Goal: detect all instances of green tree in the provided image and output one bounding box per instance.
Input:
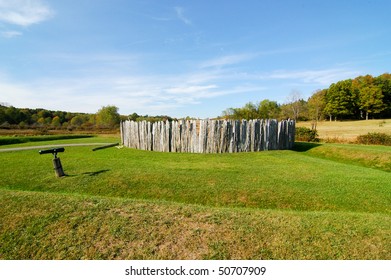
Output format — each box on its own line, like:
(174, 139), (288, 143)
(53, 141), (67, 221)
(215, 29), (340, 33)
(325, 79), (358, 121)
(71, 115), (84, 127)
(307, 89), (327, 130)
(359, 86), (385, 120)
(374, 73), (391, 118)
(257, 99), (281, 119)
(96, 106), (120, 128)
(51, 116), (61, 128)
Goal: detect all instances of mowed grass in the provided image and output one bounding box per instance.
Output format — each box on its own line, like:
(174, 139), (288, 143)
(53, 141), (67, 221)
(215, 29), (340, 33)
(296, 119), (391, 142)
(0, 138), (391, 259)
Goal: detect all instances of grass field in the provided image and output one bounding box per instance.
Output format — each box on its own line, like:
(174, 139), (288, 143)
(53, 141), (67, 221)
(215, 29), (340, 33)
(297, 119), (391, 142)
(0, 135), (391, 259)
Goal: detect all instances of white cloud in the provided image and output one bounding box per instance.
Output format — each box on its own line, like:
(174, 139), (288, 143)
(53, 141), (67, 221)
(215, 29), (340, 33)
(0, 0), (54, 27)
(0, 31), (23, 38)
(259, 68), (360, 86)
(174, 7), (192, 25)
(200, 53), (256, 68)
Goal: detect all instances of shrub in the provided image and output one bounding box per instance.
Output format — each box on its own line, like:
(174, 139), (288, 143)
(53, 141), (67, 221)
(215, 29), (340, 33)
(295, 127), (319, 142)
(357, 132), (391, 146)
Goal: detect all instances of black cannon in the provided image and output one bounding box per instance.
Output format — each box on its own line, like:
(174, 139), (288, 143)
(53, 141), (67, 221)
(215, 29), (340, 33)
(39, 148), (65, 177)
(39, 148), (65, 158)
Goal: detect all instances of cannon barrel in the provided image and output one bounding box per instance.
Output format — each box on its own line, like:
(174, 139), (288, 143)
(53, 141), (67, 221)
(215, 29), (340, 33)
(39, 148), (65, 155)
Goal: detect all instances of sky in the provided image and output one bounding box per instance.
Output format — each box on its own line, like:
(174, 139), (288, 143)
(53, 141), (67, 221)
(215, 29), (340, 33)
(0, 0), (391, 118)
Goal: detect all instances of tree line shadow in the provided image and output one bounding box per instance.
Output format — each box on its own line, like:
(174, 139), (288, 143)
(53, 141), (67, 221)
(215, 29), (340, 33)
(292, 142), (321, 152)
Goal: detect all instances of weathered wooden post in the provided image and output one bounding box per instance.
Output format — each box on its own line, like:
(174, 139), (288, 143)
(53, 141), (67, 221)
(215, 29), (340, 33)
(39, 148), (65, 177)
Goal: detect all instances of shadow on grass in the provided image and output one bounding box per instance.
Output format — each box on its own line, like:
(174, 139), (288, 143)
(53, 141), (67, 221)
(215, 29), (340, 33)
(292, 142), (321, 152)
(82, 169), (110, 176)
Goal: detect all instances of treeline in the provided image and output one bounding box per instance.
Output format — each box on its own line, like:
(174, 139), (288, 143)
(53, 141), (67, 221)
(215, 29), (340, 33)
(0, 103), (121, 130)
(223, 73), (391, 122)
(0, 103), (179, 130)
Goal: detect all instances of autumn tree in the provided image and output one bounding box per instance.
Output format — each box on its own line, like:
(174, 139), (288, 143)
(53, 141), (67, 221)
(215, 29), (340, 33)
(325, 79), (357, 121)
(96, 106), (121, 128)
(307, 89), (327, 130)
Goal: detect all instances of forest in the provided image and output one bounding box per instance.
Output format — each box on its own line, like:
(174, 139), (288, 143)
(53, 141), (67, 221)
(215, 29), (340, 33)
(0, 73), (391, 130)
(222, 73), (391, 121)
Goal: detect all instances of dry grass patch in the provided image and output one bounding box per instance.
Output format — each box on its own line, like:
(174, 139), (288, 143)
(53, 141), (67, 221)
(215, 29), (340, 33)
(296, 119), (391, 143)
(0, 190), (391, 259)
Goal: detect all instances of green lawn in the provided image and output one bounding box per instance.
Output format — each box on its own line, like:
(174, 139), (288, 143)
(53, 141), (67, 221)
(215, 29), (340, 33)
(0, 139), (391, 259)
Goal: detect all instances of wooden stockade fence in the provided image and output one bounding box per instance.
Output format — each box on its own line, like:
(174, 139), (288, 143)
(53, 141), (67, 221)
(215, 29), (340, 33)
(121, 119), (295, 153)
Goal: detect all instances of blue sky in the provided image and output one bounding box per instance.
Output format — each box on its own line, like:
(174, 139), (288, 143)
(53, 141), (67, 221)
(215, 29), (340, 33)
(0, 0), (391, 118)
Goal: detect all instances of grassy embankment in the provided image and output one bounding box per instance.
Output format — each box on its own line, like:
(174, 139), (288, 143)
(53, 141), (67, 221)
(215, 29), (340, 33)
(0, 135), (391, 259)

**Exercise objective:**
Retype all of the records above line for line with nothing changed, leaving out the pictures.

**Exercise output:**
Goal: detect all instances of green tree in the provided image and output one bounding box per instance.
Input:
Output format — each box on its own line, like:
(174, 139), (288, 143)
(53, 141), (67, 221)
(215, 29), (340, 33)
(325, 79), (358, 121)
(71, 115), (84, 127)
(307, 89), (327, 130)
(359, 86), (385, 120)
(374, 73), (391, 118)
(257, 99), (281, 119)
(96, 106), (120, 128)
(51, 116), (61, 128)
Goal: detect all instances of mowed grass in the provided image and output one bounding box per instance.
Output format — each box on its own line, like:
(174, 139), (288, 143)
(53, 141), (67, 221)
(215, 29), (340, 33)
(296, 119), (391, 142)
(0, 138), (391, 259)
Goal: detect all instances of grass field in the provided image and output one bounding box per instance.
Output format — each box on its own line, like:
(174, 139), (288, 143)
(53, 141), (67, 221)
(215, 29), (340, 33)
(297, 119), (391, 142)
(0, 135), (391, 259)
Goal: detect all instances of white cloud in the provided image and output one bounding box per instance.
Output format — each box on its own line, like:
(174, 139), (288, 143)
(53, 141), (67, 221)
(215, 29), (340, 33)
(0, 0), (54, 27)
(0, 31), (23, 38)
(259, 68), (360, 86)
(174, 7), (192, 25)
(200, 53), (256, 68)
Goal: detect all instances of shrub in the provided image and output one bounding box per instance.
Output format — each box on its own line, like:
(174, 139), (288, 143)
(53, 141), (67, 221)
(215, 29), (340, 33)
(295, 127), (319, 142)
(357, 132), (391, 146)
Goal: detect all instances of black cannon in the provided image and output one bounding box per instance.
Output format — each box on its own line, like:
(174, 139), (288, 143)
(53, 141), (67, 221)
(215, 29), (340, 33)
(39, 148), (65, 177)
(39, 148), (65, 158)
Goal: detect all instances of cannon barrel in the provided image and output one bounding box per instance.
Output format — each box on its own line, like:
(174, 139), (288, 143)
(53, 141), (67, 221)
(215, 29), (340, 33)
(39, 148), (65, 155)
Goal: detect all instances of sky in the provided image and output one bounding box per instance.
Output format — each box on its own line, like:
(174, 139), (288, 143)
(53, 141), (67, 221)
(215, 29), (340, 33)
(0, 0), (391, 118)
Goal: detect all instances of tree line shadow in the provided image and output one bounding box per instance.
Output format — each box on its own line, like:
(174, 139), (288, 143)
(53, 141), (67, 221)
(215, 29), (340, 33)
(292, 142), (321, 152)
Goal: detect all instances of weathered wooden post in the provided image and output one bounding box per instance.
Output format — each box on its own line, like:
(174, 139), (288, 143)
(53, 141), (67, 221)
(215, 29), (340, 33)
(39, 148), (65, 177)
Goal: detect all instances of shadow on grass in the provided image and output one bounding box per instance.
Output format — each box on its own line, like:
(174, 139), (288, 143)
(53, 141), (67, 221)
(215, 29), (340, 33)
(292, 142), (321, 152)
(82, 169), (110, 176)
Goal: detect all instances of treeline in the provided image and output one bounding box per instance.
Output format — each box on its own line, like:
(174, 139), (288, 143)
(53, 141), (67, 221)
(215, 29), (340, 33)
(0, 103), (121, 130)
(223, 73), (391, 122)
(0, 103), (179, 130)
Goal: detect all instances of autumn tree in the provided image and output one bounding box per instance.
Output format — each box on its own line, like:
(174, 139), (288, 143)
(53, 141), (67, 221)
(215, 29), (340, 33)
(325, 79), (357, 121)
(96, 106), (121, 128)
(307, 89), (327, 130)
Goal: detect all instances of forest in the provided image and output one bounding box per instance.
Output format — each box on its own line, like:
(174, 139), (288, 143)
(53, 141), (67, 221)
(215, 29), (340, 33)
(0, 73), (391, 130)
(222, 73), (391, 121)
Goal: detect all instances of dry grass patch in the provided image and output one bounding box per instance.
Output format — each box on its own line, like:
(174, 139), (288, 143)
(53, 141), (67, 221)
(215, 29), (340, 33)
(296, 119), (391, 143)
(0, 190), (391, 259)
Goal: detect all instances of green lawn in the provided image and output one bounding box per instance.
Output format — each box on its own line, like:
(174, 139), (288, 143)
(53, 141), (67, 221)
(215, 29), (340, 33)
(0, 139), (391, 259)
Goal: detect all instances of wooden stockade fence in the provided image and output one bounding box per instance.
Output format — each box on its own line, like:
(174, 139), (288, 143)
(53, 141), (67, 221)
(215, 29), (340, 33)
(121, 119), (295, 153)
Goal: detect all instances of blue sky in the provided image and output one bounding box per instance.
Output format — each box on its own line, like:
(174, 139), (288, 143)
(53, 141), (67, 221)
(215, 29), (340, 33)
(0, 0), (391, 118)
Goal: detect all instances of grassy embankment in the provided image and output one bounding box per instance.
Output format — each box on its own line, like:
(174, 139), (288, 143)
(53, 141), (67, 221)
(215, 29), (340, 33)
(0, 135), (391, 259)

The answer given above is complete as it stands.